Rewrite the lines from the one containing "Please mark the butter" through the end of the items, inclusive. Keep the requests, multiply each point coordinate in the answers by 2.2 and round to whole numbers with halves rounded up, and leave out the pictures.

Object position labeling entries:
****************************************
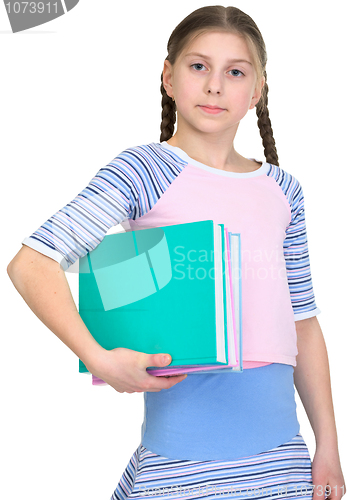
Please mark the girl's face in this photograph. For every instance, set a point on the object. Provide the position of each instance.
(215, 70)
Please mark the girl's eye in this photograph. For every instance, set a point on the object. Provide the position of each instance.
(197, 64)
(237, 70)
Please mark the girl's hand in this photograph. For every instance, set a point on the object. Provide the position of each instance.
(327, 476)
(125, 370)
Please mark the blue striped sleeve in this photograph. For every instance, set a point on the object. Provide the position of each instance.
(296, 255)
(110, 197)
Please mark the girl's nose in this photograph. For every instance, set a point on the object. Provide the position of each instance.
(213, 84)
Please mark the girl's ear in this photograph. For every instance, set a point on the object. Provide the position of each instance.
(167, 78)
(257, 93)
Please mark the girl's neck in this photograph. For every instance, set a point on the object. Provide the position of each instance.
(216, 155)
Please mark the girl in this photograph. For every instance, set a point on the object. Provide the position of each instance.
(215, 433)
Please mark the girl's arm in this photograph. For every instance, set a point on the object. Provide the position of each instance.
(312, 381)
(43, 285)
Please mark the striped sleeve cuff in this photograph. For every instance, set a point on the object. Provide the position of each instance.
(307, 314)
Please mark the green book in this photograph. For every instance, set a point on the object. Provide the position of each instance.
(159, 290)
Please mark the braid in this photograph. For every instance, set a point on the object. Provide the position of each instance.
(265, 129)
(168, 114)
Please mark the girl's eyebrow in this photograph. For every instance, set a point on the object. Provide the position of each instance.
(206, 57)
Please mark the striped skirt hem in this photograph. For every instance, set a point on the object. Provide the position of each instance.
(282, 472)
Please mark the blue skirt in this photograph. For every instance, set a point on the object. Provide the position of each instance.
(282, 472)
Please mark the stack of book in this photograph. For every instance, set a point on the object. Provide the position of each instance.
(172, 289)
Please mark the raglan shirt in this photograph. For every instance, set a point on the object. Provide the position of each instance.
(211, 416)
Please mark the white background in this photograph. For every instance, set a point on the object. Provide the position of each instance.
(77, 91)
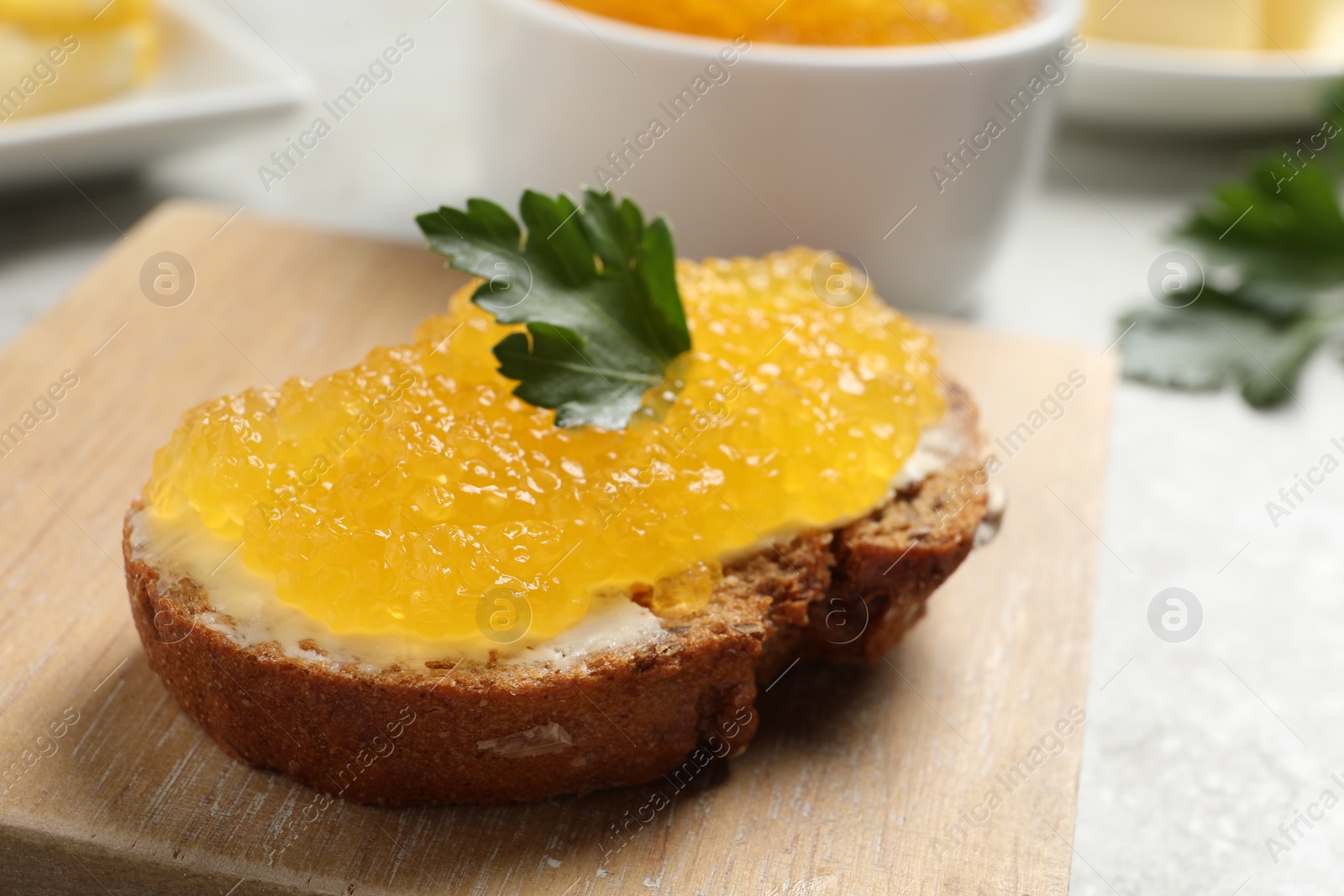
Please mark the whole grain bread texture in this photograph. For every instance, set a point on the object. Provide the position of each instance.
(497, 732)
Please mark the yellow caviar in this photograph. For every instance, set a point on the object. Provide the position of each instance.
(412, 490)
(823, 22)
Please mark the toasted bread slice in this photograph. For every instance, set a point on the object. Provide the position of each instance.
(496, 732)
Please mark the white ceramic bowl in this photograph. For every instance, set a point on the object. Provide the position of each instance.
(779, 145)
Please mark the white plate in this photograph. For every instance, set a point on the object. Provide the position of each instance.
(1200, 90)
(215, 76)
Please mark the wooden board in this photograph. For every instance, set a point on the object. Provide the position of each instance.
(857, 783)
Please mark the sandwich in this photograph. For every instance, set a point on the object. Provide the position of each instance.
(564, 537)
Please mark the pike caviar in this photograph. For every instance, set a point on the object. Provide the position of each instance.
(413, 490)
(823, 22)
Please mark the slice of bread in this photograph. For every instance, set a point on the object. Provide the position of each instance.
(496, 732)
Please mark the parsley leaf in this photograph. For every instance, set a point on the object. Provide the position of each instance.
(1276, 238)
(1218, 342)
(596, 288)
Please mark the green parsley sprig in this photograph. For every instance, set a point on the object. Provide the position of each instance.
(596, 288)
(1278, 237)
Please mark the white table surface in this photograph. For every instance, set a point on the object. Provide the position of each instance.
(1195, 752)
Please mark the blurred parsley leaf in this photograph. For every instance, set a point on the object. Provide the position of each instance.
(596, 288)
(1278, 235)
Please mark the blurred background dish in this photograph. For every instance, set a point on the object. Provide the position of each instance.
(94, 94)
(906, 159)
(1207, 65)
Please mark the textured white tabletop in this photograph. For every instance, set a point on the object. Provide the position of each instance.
(1195, 752)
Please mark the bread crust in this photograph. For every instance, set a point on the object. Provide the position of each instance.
(487, 732)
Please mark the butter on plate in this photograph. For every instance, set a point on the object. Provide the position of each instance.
(60, 54)
(1225, 24)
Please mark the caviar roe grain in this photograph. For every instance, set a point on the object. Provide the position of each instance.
(394, 495)
(823, 22)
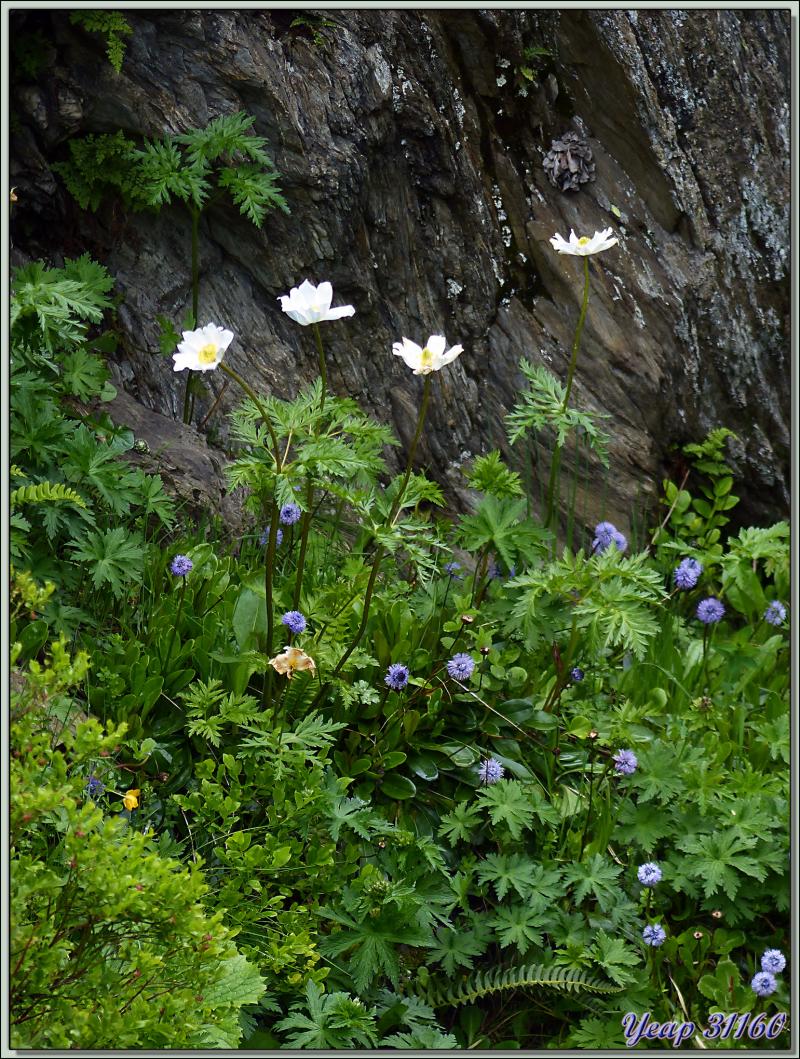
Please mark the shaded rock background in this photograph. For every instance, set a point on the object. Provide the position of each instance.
(412, 164)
****************************************
WRITTEN ANSWER:
Please mark the butter on plate in this photograph. For every instance, set a point on the object. Provide the position of each instance.
(132, 119)
(2695, 53)
Please mark the caviar roe grain in this photograph. For every instance, set a point on the object. Provide the position of each instance.
(867, 1089)
(1811, 48)
Please mark the shaded rock background in this photograph. For every instance, set a point on the object. Provide the position of each instance.
(906, 361)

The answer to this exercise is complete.